Segment Open

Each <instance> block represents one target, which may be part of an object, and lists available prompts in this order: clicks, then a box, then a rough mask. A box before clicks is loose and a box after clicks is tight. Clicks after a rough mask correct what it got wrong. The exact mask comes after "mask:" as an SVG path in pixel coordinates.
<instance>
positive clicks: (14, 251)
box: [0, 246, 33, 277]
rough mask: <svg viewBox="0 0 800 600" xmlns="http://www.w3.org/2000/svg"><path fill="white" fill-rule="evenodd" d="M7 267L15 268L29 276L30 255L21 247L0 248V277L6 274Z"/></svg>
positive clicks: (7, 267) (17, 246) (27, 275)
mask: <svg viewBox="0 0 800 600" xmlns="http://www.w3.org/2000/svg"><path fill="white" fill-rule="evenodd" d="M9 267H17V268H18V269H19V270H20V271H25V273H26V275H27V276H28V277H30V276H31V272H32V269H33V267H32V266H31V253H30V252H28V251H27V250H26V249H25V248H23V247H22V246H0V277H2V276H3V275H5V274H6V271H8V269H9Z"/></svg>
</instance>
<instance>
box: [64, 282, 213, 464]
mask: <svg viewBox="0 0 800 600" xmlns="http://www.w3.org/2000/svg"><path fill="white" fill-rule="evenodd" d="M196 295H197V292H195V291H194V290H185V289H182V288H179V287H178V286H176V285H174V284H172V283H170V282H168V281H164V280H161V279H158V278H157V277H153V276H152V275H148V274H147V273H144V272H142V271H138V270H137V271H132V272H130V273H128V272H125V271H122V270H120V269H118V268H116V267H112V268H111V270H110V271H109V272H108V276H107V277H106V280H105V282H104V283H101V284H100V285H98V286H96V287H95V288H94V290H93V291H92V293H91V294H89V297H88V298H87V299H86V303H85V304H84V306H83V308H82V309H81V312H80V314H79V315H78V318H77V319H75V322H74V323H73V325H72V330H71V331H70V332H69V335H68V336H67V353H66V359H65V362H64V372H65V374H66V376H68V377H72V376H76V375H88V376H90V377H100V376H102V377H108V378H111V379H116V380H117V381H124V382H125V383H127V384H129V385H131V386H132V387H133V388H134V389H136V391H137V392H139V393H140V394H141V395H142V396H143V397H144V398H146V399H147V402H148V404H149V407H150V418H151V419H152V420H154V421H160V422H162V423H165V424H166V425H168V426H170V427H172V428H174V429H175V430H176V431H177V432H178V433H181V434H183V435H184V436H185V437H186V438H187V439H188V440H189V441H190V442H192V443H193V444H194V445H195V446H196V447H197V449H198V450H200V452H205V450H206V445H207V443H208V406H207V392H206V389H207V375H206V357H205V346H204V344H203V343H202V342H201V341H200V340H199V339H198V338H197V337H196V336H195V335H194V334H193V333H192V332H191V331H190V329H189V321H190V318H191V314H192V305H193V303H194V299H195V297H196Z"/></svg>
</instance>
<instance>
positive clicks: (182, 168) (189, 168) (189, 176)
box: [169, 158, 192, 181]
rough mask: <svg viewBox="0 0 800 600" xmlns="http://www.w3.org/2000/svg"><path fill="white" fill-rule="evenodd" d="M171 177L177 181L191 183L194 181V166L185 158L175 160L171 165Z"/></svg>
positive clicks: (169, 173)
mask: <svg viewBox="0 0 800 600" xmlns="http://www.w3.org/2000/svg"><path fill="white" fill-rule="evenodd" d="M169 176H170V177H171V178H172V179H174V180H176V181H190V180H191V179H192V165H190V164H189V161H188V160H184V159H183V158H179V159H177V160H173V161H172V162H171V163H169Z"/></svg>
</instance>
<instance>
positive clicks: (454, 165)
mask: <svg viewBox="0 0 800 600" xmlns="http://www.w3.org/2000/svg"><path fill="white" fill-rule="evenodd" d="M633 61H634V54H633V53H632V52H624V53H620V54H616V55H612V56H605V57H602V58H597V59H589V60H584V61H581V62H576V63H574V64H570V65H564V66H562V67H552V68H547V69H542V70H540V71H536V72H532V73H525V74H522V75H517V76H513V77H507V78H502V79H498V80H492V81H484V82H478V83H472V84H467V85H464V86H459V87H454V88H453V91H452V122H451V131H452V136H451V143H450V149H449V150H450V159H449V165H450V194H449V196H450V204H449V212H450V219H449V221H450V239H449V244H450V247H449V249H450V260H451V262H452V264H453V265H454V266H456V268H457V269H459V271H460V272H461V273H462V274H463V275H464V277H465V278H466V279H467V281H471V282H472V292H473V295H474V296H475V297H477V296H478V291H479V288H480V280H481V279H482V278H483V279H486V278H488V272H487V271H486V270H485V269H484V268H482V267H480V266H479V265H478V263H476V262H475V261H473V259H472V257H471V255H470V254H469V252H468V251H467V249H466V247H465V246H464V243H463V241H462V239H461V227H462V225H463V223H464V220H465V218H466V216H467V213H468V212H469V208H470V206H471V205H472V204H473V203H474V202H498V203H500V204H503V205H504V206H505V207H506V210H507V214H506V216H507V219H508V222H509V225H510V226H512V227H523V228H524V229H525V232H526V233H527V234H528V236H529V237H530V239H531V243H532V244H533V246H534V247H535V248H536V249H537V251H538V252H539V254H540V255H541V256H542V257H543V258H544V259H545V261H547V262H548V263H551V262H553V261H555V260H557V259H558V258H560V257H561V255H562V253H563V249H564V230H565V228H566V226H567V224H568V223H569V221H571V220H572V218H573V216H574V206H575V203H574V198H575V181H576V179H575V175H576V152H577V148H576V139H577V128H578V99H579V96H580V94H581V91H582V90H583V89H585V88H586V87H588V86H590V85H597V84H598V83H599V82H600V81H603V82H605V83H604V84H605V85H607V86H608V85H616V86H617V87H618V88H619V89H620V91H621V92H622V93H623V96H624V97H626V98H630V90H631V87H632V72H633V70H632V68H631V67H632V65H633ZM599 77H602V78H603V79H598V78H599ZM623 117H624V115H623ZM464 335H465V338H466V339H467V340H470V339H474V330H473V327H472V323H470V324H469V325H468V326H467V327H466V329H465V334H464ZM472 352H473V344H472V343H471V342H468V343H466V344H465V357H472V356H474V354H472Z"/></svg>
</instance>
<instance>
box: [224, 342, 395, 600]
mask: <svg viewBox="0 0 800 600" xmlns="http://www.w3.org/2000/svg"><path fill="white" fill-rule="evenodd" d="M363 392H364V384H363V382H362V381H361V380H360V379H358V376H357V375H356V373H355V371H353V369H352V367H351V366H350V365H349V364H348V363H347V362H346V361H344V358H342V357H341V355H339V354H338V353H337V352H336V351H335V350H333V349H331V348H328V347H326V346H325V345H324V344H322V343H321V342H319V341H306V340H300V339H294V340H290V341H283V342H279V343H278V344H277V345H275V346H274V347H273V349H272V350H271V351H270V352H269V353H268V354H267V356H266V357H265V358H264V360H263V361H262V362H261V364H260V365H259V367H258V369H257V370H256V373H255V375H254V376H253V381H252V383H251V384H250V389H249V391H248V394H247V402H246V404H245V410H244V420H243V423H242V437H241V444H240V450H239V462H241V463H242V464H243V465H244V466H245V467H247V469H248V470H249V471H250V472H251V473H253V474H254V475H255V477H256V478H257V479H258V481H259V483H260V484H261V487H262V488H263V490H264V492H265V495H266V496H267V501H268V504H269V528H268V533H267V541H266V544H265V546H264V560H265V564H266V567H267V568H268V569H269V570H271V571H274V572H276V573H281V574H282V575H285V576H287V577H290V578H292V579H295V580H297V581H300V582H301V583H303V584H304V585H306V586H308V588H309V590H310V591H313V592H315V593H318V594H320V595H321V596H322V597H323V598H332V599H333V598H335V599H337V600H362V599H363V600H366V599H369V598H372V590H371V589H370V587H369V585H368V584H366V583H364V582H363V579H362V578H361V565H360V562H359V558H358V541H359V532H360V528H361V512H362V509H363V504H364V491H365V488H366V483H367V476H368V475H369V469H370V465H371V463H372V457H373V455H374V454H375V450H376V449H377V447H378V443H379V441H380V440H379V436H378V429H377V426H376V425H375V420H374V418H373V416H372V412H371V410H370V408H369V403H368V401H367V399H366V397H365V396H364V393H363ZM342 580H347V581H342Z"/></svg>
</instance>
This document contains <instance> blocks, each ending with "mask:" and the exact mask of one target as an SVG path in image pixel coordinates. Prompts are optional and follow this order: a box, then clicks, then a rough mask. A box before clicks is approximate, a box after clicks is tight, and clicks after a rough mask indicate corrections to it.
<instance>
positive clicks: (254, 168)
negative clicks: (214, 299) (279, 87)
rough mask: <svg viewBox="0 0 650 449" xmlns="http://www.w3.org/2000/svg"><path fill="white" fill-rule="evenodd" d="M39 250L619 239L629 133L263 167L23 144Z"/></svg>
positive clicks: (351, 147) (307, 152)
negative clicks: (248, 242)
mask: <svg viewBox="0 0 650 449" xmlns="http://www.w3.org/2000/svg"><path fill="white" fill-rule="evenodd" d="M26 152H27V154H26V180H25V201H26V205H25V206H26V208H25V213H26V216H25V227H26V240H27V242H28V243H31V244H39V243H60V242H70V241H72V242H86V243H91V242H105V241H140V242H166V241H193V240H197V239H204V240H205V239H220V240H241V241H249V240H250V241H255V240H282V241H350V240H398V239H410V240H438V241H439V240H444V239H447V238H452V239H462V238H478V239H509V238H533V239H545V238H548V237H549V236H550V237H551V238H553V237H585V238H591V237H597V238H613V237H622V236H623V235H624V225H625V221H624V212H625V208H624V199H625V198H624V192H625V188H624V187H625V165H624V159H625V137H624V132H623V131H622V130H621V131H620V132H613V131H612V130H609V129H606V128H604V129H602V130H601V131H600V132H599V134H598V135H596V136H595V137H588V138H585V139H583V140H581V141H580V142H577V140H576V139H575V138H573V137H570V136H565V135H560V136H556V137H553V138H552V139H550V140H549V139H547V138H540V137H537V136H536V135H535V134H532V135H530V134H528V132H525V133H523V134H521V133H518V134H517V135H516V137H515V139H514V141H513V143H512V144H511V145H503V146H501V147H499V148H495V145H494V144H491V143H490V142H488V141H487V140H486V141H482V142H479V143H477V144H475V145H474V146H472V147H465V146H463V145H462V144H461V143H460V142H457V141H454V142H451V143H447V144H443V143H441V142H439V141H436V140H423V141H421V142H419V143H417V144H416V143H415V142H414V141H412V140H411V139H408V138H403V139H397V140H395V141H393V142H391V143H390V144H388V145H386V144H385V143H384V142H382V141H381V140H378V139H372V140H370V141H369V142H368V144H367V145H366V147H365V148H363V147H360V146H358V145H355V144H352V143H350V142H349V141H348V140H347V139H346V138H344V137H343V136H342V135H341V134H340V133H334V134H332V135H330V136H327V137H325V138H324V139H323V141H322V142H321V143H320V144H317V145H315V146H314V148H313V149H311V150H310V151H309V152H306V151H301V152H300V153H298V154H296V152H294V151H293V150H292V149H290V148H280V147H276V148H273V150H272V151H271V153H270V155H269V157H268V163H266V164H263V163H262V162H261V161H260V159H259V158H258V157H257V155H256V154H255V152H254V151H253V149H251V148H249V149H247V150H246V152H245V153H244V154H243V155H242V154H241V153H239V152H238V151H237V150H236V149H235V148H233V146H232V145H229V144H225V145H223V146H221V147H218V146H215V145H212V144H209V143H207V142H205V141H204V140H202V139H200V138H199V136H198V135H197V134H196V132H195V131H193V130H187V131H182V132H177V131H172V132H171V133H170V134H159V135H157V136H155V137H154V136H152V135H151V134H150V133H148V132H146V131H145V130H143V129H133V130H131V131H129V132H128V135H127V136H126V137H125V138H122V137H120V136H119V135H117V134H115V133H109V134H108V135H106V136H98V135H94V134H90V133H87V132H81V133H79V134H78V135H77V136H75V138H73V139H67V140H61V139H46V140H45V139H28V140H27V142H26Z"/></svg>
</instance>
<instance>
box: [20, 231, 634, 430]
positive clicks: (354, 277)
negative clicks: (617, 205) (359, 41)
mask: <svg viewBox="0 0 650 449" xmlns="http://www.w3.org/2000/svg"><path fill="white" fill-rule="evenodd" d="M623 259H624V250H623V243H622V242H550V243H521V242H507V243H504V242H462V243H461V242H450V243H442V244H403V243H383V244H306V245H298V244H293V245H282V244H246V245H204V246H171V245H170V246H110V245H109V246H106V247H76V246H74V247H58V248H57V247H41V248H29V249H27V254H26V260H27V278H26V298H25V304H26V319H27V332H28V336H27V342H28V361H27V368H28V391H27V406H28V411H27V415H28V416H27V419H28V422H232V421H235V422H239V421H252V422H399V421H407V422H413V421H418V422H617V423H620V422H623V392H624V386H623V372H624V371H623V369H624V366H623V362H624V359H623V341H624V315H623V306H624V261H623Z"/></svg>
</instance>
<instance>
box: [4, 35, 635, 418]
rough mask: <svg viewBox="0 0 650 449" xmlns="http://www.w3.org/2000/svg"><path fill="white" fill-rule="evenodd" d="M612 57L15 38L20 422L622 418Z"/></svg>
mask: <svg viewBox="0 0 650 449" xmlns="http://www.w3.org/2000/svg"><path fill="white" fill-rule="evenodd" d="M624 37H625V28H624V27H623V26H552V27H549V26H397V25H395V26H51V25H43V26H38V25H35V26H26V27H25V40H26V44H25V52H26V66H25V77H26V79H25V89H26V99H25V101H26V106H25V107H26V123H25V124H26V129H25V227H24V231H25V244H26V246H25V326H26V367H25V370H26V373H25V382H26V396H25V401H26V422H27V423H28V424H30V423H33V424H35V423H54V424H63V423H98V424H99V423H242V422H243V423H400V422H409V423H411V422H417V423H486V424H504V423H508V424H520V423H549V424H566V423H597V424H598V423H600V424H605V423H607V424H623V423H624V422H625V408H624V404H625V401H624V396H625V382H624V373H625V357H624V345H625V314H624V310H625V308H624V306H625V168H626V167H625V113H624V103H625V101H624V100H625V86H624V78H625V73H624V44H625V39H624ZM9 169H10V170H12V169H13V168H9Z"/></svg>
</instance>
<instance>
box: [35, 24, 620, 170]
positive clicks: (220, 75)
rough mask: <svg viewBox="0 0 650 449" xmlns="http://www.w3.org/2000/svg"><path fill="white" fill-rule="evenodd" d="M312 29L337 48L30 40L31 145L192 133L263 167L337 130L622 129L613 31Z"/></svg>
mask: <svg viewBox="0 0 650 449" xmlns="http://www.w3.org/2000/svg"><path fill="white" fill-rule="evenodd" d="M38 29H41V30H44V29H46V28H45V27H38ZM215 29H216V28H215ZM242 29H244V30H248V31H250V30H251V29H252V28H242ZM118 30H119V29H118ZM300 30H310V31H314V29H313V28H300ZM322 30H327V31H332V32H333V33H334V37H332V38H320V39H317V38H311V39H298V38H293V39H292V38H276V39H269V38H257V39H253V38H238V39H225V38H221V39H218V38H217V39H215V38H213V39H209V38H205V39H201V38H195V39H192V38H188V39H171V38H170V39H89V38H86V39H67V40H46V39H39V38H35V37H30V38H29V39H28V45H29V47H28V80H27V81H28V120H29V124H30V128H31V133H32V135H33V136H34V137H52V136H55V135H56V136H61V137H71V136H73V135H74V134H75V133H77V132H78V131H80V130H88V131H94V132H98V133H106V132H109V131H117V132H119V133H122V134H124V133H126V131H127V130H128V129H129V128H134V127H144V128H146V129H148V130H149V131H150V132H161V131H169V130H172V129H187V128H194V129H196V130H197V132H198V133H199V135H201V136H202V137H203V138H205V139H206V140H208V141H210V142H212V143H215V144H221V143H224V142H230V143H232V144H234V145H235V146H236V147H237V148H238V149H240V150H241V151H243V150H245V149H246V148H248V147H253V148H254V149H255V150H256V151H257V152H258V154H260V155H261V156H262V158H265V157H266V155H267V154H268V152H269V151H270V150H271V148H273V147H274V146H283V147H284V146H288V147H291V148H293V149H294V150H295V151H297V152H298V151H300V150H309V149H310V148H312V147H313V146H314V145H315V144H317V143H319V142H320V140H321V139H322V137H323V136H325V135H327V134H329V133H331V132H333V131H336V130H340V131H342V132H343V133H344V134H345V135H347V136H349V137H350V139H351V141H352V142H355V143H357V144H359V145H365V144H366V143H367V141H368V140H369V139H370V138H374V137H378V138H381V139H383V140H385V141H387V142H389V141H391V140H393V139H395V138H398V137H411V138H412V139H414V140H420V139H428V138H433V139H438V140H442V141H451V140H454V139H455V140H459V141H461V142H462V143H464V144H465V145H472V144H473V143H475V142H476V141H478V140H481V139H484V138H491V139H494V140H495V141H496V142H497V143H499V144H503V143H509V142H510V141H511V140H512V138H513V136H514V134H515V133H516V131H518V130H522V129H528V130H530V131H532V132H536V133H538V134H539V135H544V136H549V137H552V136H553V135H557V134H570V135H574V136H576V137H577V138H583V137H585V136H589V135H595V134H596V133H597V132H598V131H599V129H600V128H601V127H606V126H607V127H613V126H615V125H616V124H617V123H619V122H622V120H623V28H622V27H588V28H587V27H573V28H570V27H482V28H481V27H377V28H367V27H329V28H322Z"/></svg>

Segment Closed

About this task:
Out of the entries above, write out only the lines between the line holding "negative clicks: (214, 299) (279, 87)" and the line holding "positive clicks: (351, 147) (307, 152)", inclusive, each exactly as given.

Task answer:
negative clicks: (214, 299) (279, 87)
rough mask: <svg viewBox="0 0 650 449" xmlns="http://www.w3.org/2000/svg"><path fill="white" fill-rule="evenodd" d="M39 250L619 239L629 133L263 167L23 144Z"/></svg>
positive clicks: (351, 147) (307, 152)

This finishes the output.